▶ _CONSIGNE A_:
Comment rendriez-vous en anglais cette phrase de l'extrait sur Largo desolato : « La pièce est située dans l'époque du règne communiste mais sa portée est universelle et intemporelle. » ?
▶ _CONSIGNE B_:
Pouvez-vous recopier à l'identique le passage de l'extrait sur Largo desolato compris entre « Cette pièce va » et « expérience avec lui-même. », bornes incluses ?
▶ _CONSIGNE C_:
D'après l'extrait sur Largo desolato :
(i) Que suffira-t-il à Léopold de déclarer au sujet de son livre pour bénéficier d'un non-lieu ?
(ii) Que vise la satire dans la pièce ?
(iii) Qu'ont décidé les autorités au sujet de Léopold pour cette fois ?

-------- EXTRAIT DE TEXTE

C'est alors qu' " ils " arrivent, chargés d'une
proposition : le livre de Léopold, qui n'a pas plu aux
autorités, il lui suffira de déclarer qu'il a été
écrit par un autre, pour bénéficier d'un
non-lieu. Léopold demande à réfléchir
: peut-il, pour sauver sa peau, prétendre qu'il n'est pas
lui ? Mais n'est-il pas déjà devenu un autre, puisqu'il
reprend à son compte les reproches qu'on lui fait ? Et
c'est au moment où il décide de sortir de son angoisse,
en jouant les héros pour retrouver enfin une identité,
que le piège diabolique se referme : pour cette fois, les
autorités ont décidé de le laisser libre,
tout en laissant suspendue au-dessus de sa tête l'épée
de Damoclès.
C'est avec un sens affiné des ressort dramatiques que Václav
Havel a construit sa machine infernale, où la satire vise
non seulement le système, mais le fondement même
de la communication entre les êtres.
Largo desolato est probablement l'oeuvre la plus aboutie de Havel,
mais également la plus autobiographique. C'est une pièce
sur la psychose post-carcérale et sur la crise d'identité,
qui témoigne aussi de la situation dans laquelle un homme
peut se trouver par la faute des autres. La pièce est située
dans l'époque du règne communiste mais sa portée
est universelle et intemporelle. C'est un vrai drame dans lequel
les personnages n'agissent pas comme ils voudraient mais comme
ils doivent réagir, manipulés par les autres et
par la force de la fatalité. Leur destin est la punition
pour des erreurs qu'ils ont commises et pour l'incompréhension
de leur propre situation.
Cette pièce va du concret vers l' humain en général.
Havel puise de sa propre expérience avec le monde où
il vit et aussi de sa propre expérience avec lui-même.

----------------
-------- JEU DE DONNÉES

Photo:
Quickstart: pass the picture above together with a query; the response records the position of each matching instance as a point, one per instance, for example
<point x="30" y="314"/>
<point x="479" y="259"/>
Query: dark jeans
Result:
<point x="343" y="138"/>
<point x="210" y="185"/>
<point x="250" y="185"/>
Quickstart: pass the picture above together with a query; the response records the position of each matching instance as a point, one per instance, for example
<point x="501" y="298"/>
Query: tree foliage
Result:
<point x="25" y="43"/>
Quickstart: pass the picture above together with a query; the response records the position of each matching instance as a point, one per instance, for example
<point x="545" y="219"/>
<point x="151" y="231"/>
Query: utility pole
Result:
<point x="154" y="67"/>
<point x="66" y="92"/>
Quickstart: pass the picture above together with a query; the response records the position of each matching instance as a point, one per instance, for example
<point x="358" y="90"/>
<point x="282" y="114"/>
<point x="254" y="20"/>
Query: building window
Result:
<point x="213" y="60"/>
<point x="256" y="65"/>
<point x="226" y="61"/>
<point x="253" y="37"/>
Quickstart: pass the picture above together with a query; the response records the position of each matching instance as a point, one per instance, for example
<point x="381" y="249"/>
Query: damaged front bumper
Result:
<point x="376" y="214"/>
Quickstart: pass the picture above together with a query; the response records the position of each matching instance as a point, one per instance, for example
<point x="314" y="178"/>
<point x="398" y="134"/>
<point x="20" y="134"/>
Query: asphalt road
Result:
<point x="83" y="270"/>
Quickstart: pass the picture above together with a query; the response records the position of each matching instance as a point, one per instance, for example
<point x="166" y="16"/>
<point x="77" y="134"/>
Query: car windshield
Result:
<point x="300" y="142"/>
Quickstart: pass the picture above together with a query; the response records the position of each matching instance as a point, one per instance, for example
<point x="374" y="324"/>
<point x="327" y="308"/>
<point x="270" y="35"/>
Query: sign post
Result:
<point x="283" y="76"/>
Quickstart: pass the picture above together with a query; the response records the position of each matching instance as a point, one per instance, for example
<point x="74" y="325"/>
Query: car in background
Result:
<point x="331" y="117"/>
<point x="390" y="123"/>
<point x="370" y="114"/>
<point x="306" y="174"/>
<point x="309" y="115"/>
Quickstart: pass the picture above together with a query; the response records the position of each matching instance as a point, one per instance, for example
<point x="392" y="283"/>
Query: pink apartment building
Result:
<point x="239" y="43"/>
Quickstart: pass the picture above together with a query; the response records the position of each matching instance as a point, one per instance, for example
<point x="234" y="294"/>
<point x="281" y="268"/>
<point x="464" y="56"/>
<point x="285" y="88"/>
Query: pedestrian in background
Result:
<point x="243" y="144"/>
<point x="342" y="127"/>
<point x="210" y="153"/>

----------------

▶ _RÉPONSE PRODUITE A_:
The play is set in the era of communist rule, but its scope is universal and timeless.

▶ _RÉPONSE PRODUITE B_:
Cette pièce va du concret vers l' humain en général.
Havel puise de sa propre expérience avec le monde où
il vit et aussi de sa propre expérience avec lui-même.

▶ _RÉPONSE PRODUITE C_:
(i) Qu'il a été écrit par un autre.
(ii) Non seulement le système, mais le fondement même de la communication entre les êtres.
(iii) De le laisser libre, tout en laissant suspendue au-dessus de sa tête l'épée de Damoclès.